─── Source text

Max Mara—
The Coat as a Manifesto

Fashion and Beauty

In an era of speed and spectacle, Ian Griffiths creates moments of silence. As Creative Director of Max Mara, he understands fashion not as a stage but as a delicate fabric of meaning—an architecture of restraint and elegance that places the modern woman at the center. The famous coat, once designed as a symbol of female independence, remains the focal point of this vision.

IAN GRIFFITHS, CREATIVE DIRECTOR, ONCE A PUNK WITH A REBELLIOUS STREAK, NOW A QUIET REVOLUTIONARY IN FASHION AT MAX MARA.

(Fashion History) Once a punk with a rebellious streak, Ian Griffiths has become a quiet revolutionary in fashion at Max Mara. Through his designs, he cultivates an aesthetic of clarity and calm—a vision where craftsmanship, discipline, and emotion outlast spectacle. Griffiths thinks in terms of proportion rather than ornament, in durability instead of trend. With his creations, he does not produce seasonal accessories; rather, he creates a framework for identity, a structure for life.

──────

**Work to do**
• A. Answer these questions from the Max Mara article.
(i) What position does Ian Griffiths hold at Max Mara?
(ii) What was the famous coat once designed to symbolize?
(iii) What does Griffiths think in terms of, rather than ornament?
• B. Summarize the Max Mara article in two sentences.
• C. Extend the article on Ian Griffiths and the Max Mara coat, starting after its final sentence.

─── Data

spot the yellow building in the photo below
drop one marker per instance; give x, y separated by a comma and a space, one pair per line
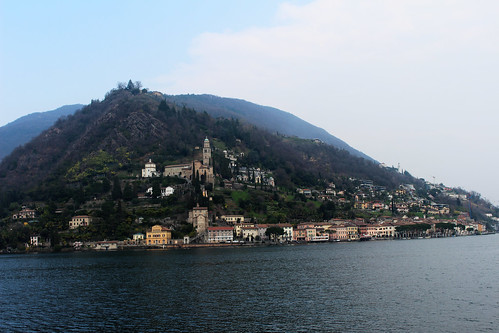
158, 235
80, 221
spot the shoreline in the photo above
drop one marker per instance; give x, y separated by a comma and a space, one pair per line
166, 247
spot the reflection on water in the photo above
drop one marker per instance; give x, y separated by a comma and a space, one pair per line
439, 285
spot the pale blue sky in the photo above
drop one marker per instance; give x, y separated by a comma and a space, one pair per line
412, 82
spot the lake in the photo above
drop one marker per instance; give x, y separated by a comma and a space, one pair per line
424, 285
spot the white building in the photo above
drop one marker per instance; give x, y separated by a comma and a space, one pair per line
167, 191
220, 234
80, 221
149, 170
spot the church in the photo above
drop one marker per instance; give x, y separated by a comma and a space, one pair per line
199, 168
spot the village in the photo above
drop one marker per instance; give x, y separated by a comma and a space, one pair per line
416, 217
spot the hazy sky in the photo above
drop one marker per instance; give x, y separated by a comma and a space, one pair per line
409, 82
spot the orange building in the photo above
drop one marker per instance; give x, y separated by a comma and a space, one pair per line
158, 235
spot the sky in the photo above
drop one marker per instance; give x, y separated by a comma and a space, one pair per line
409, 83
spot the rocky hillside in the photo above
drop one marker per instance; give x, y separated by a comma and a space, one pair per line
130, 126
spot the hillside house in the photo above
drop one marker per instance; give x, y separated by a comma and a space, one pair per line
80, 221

──────
─── Data

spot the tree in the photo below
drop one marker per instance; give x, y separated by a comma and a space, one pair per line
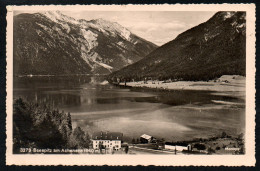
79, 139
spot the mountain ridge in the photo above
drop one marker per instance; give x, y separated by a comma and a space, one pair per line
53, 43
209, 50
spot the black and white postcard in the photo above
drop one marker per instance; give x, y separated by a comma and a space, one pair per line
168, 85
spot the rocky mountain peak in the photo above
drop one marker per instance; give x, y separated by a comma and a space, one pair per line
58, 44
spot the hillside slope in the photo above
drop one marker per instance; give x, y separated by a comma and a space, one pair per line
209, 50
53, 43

──────

**Answers to the exercise**
• A.
(i) Creative Director
(ii) Female independence
(iii) Proportion

• B. Ian Griffiths, Creative Director of Max Mara and once a punk with a rebellious streak, treats fashion as an architecture of restraint and elegance centered on the modern woman, with the coat, once a symbol of female independence, at the heart of his vision. He favors proportion over ornament and durability over trend, creating a framework for identity rather than seasonal accessories.

• C.
Form as Empowerment
When Achille Maramotti founded Max Mara in 1951, post-war Italy was just beginning to emerge from the ruins—reshaped by design and innovation. Rational constructions, material honesty, and functional beauty defined this era on all levels: from architecture to fashion. Maramotti introduced American industrial methods into European tailoring, combining precision with Italian craftsmanship. It was a highly pragmatic vision of progress—design stripped down to the essentials, created to function and evolve.

Long before gender neutrality became a topic in fashion, Max Mara began rethinking it. In the late 1950s, the house transformed the traditionally masculine camel coat into a garment for women—a quiet revolution that turned a symbol of patriarchal authority into an emblem of personal independence. Made with the same precision and clarity as men’s tailoring, the camel coat offered women a new kind of strength—unobtrusive, intellectual, subtly radical. What began as a quiet rebellion has now evolved into a language of liberation, where structure serves movement and confidence is defined on one’s own terms.

Investing in a classic Max Mara coat means embracing this attitude. Crafted with precision and designed for longevity, this is outerwear that embodies cultural intelligence—the understanding that true luxury lies not in excess but in the refinement of the essential.

MAX MARA F/W 25 
CAMEL WRAP COAT WITH KNIT INSERTS 

The Max Mara woman 
invests in what endures—not
for status, but for herself.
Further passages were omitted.